Update every entry below by replacing "gold trim" with "gilded trim", changing nothing else, and leave the pictures out of your answer.

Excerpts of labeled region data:
* * * *
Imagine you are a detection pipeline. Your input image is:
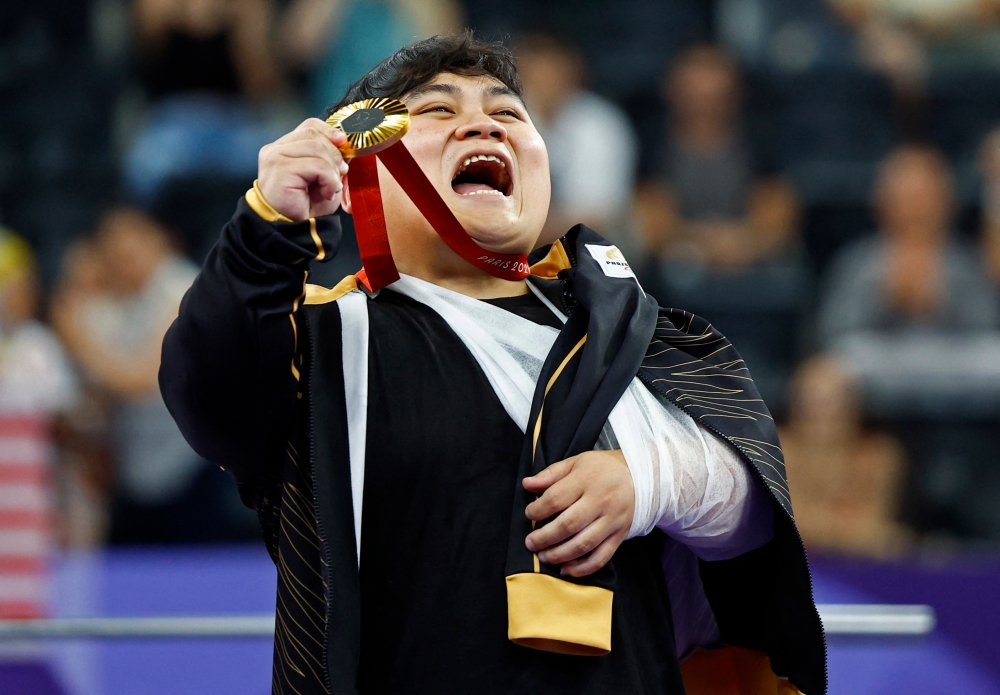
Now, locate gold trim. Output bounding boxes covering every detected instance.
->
[531,240,573,280]
[244,180,294,222]
[304,275,359,306]
[309,217,326,261]
[531,334,587,458]
[507,574,614,656]
[681,644,803,695]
* * * *
→ **Written response**
Imagine you are a detection pipeline. Your input image is:
Now, locate gilded trim. Output bounding boxes covering every detected instance.
->
[531,240,573,280]
[244,180,294,222]
[304,275,359,306]
[309,217,326,261]
[531,334,587,458]
[507,574,614,656]
[681,644,803,695]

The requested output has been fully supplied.